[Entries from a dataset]
·····

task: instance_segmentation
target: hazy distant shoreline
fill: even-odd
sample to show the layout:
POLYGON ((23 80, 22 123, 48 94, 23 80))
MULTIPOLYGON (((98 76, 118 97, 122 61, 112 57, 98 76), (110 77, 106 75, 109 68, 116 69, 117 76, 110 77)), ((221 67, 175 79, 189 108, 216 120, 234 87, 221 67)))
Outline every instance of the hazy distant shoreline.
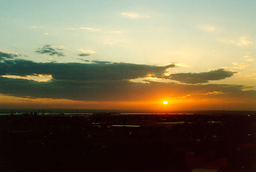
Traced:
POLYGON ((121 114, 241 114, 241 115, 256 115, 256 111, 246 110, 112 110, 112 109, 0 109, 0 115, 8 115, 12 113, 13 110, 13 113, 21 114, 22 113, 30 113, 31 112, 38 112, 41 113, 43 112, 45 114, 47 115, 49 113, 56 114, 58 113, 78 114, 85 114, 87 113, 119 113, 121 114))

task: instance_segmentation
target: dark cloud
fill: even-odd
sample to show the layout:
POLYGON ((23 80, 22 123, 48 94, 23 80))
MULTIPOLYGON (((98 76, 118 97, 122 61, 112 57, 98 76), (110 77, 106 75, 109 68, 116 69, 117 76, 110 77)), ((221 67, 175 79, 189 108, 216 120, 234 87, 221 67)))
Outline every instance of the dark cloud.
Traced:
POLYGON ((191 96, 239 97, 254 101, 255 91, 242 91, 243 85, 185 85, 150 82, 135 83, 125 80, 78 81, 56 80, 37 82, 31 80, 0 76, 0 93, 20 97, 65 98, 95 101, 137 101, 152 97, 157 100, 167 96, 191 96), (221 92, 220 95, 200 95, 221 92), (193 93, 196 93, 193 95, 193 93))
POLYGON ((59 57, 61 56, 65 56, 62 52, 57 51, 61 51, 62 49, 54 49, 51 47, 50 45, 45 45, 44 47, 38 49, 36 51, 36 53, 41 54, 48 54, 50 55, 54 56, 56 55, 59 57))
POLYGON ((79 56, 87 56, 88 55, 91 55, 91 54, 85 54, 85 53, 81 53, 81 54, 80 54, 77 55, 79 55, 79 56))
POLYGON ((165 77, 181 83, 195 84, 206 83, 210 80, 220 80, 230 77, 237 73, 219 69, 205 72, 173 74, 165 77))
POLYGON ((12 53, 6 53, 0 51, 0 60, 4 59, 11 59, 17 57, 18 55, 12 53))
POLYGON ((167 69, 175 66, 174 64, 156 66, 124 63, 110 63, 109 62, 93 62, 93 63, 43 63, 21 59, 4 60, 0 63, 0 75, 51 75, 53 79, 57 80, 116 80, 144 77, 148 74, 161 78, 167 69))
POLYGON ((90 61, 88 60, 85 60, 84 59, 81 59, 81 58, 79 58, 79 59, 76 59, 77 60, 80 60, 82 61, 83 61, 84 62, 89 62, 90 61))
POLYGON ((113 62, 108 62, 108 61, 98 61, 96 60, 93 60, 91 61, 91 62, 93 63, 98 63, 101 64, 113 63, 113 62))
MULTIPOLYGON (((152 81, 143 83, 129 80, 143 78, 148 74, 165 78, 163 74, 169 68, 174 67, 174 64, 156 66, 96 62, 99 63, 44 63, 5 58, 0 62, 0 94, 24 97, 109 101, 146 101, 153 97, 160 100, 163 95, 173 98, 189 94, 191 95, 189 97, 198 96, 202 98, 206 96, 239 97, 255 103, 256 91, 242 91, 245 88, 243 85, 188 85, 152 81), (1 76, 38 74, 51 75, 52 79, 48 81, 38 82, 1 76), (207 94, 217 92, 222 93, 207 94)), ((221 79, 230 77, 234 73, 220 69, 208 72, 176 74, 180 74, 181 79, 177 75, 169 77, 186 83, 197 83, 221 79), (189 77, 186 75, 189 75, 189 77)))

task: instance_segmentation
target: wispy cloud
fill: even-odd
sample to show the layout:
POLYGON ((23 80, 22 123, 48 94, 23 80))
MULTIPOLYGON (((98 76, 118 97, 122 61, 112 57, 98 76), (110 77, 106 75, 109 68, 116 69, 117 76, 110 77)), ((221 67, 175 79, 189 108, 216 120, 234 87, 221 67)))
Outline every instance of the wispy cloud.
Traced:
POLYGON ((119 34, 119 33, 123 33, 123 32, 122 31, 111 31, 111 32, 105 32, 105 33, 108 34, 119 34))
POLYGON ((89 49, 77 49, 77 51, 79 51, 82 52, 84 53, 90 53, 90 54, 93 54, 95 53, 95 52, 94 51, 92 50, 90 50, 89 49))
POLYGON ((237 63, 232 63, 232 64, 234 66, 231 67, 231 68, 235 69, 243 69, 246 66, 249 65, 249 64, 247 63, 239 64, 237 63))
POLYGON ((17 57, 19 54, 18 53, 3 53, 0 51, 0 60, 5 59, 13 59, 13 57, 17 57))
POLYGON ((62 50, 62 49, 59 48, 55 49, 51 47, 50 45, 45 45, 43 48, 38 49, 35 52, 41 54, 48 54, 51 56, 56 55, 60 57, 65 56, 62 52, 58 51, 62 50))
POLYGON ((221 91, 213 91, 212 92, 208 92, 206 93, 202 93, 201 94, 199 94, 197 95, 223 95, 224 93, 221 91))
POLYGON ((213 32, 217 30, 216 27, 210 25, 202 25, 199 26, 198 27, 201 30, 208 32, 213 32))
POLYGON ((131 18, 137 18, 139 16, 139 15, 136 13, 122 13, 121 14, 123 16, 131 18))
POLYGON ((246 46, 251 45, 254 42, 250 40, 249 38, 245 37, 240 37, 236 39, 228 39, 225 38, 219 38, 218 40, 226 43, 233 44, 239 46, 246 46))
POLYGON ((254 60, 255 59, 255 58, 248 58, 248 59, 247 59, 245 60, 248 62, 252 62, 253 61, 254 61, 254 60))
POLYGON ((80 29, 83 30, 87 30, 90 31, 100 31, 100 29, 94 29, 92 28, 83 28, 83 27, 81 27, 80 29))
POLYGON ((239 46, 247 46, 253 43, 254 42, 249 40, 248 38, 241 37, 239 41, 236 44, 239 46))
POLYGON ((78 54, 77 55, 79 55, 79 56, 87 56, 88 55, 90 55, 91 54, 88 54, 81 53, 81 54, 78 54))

·····

• _TASK TO CARRY OUT_:
Reproduce all of the data above line for line, with nothing changed. Leave the pictures out of your copy.

• _COMPLETE ANSWER_:
task: instance_segmentation
target: hazy distant shoreline
fill: even-odd
sample to show the layout:
POLYGON ((23 80, 22 123, 48 94, 23 80))
MULTIPOLYGON (((98 76, 118 97, 122 61, 112 57, 98 76), (110 77, 106 75, 109 68, 116 69, 117 76, 110 77)), ((221 67, 175 79, 189 108, 216 120, 234 87, 221 67)))
Outline every instance of the hazy distant shoreline.
Traced:
POLYGON ((121 114, 241 114, 241 115, 256 115, 256 111, 246 110, 112 110, 112 109, 0 109, 0 115, 8 115, 12 113, 13 110, 13 113, 21 114, 22 113, 30 113, 31 112, 38 112, 41 113, 43 112, 45 114, 47 115, 49 113, 56 114, 58 113, 78 114, 85 114, 87 113, 119 113, 121 114))

task: instance_segmentation
target: dark cloud
fill: even-odd
sample to show the layout:
POLYGON ((23 80, 22 123, 48 94, 23 80))
MULTIPOLYGON (((98 76, 118 97, 122 61, 112 57, 98 76), (110 77, 106 75, 109 68, 116 69, 117 76, 110 77)), ((221 67, 175 79, 189 108, 216 120, 234 87, 221 67)))
Outline every instance of the dark cloud.
Traced:
POLYGON ((191 96, 239 97, 254 101, 255 91, 242 91, 243 85, 185 85, 150 82, 135 83, 125 80, 78 81, 56 80, 37 82, 31 80, 0 76, 0 93, 20 97, 65 98, 95 101, 137 101, 152 97, 157 100, 167 96, 191 96), (221 92, 220 95, 200 95, 221 92), (193 93, 196 93, 193 95, 193 93))
POLYGON ((59 57, 61 56, 65 56, 62 52, 57 51, 61 51, 62 49, 54 49, 51 47, 50 45, 45 45, 44 47, 38 49, 36 51, 36 53, 41 54, 48 54, 50 55, 54 56, 56 55, 59 57))
POLYGON ((79 56, 87 56, 88 55, 91 55, 91 54, 85 54, 85 53, 81 53, 81 54, 80 54, 77 55, 79 55, 79 56))
POLYGON ((165 77, 181 83, 195 84, 206 83, 210 80, 220 80, 230 77, 237 73, 219 69, 205 72, 173 74, 165 77))
POLYGON ((12 53, 6 53, 0 51, 0 60, 4 59, 11 59, 17 57, 18 55, 12 53))
POLYGON ((167 69, 175 66, 174 64, 156 66, 124 63, 110 63, 109 62, 93 62, 93 63, 43 63, 21 59, 4 60, 0 63, 0 75, 51 75, 53 79, 57 80, 116 80, 144 77, 148 74, 161 78, 167 69))
POLYGON ((90 61, 88 60, 85 60, 84 59, 81 59, 81 58, 79 58, 79 59, 76 59, 77 60, 80 60, 82 61, 83 61, 84 62, 89 62, 90 61))
POLYGON ((113 62, 108 62, 108 61, 98 61, 96 60, 93 60, 91 61, 91 62, 93 63, 98 63, 101 64, 113 63, 113 62))
MULTIPOLYGON (((152 81, 143 83, 129 80, 143 78, 148 74, 165 78, 163 74, 169 68, 174 67, 174 64, 156 66, 96 62, 99 63, 44 63, 5 58, 0 62, 0 94, 24 97, 109 101, 146 101, 153 97, 160 100, 163 95, 173 98, 189 94, 191 95, 189 97, 198 96, 202 98, 206 96, 239 97, 255 103, 256 91, 242 91, 245 88, 243 85, 188 85, 152 81), (1 76, 38 74, 51 75, 52 79, 48 81, 38 82, 1 76), (207 94, 217 92, 222 93, 207 94)), ((221 79, 230 77, 234 73, 220 69, 208 72, 176 74, 180 74, 181 79, 177 75, 169 77, 186 83, 197 83, 221 79), (189 77, 186 75, 189 75, 189 77)))

task: instance_segmentation
target: wispy cloud
fill: even-odd
sample to show the layout:
POLYGON ((23 80, 22 123, 48 94, 23 80))
MULTIPOLYGON (((98 76, 118 97, 122 61, 112 57, 98 76), (110 77, 106 75, 109 68, 116 69, 117 76, 110 77)), ((221 67, 175 79, 189 108, 216 120, 234 87, 221 67)))
Outline every instance of the wispy cloud.
Traced:
POLYGON ((119 34, 119 33, 123 33, 123 32, 122 31, 111 31, 111 32, 105 32, 105 33, 108 34, 119 34))
POLYGON ((89 49, 77 49, 77 51, 79 51, 82 52, 84 53, 90 53, 90 54, 93 54, 95 53, 95 52, 94 51, 92 50, 90 50, 89 49))
POLYGON ((237 63, 232 63, 232 64, 234 66, 231 67, 231 68, 235 69, 243 69, 246 66, 249 65, 249 64, 247 63, 239 64, 237 63))
POLYGON ((17 57, 19 54, 18 53, 3 53, 0 51, 0 60, 5 59, 13 59, 13 57, 17 57))
POLYGON ((62 50, 62 49, 59 48, 55 49, 51 47, 50 45, 45 45, 43 48, 38 49, 35 52, 41 54, 48 54, 51 56, 56 55, 60 57, 65 56, 62 52, 58 51, 62 50))
POLYGON ((221 91, 213 91, 212 92, 208 92, 206 93, 202 93, 201 94, 199 94, 197 95, 223 95, 224 93, 221 91))
POLYGON ((213 32, 217 30, 216 27, 210 25, 202 25, 199 26, 198 27, 201 30, 208 32, 213 32))
POLYGON ((131 18, 137 18, 139 16, 139 15, 136 13, 122 13, 121 14, 123 16, 131 18))
POLYGON ((246 46, 251 45, 254 42, 250 40, 249 38, 245 37, 240 37, 236 39, 228 39, 225 38, 219 38, 218 40, 226 43, 233 44, 239 46, 246 46))
POLYGON ((254 60, 255 59, 255 58, 248 58, 248 59, 247 59, 245 60, 248 62, 252 62, 253 61, 254 61, 254 60))
POLYGON ((80 29, 83 30, 87 30, 90 31, 100 31, 100 29, 94 29, 92 28, 83 28, 83 27, 81 27, 80 29))
POLYGON ((239 46, 247 46, 253 43, 254 42, 249 40, 248 38, 241 37, 239 41, 236 44, 239 46))
POLYGON ((78 54, 77 55, 79 55, 79 56, 87 56, 88 55, 90 55, 91 54, 88 54, 81 53, 81 54, 78 54))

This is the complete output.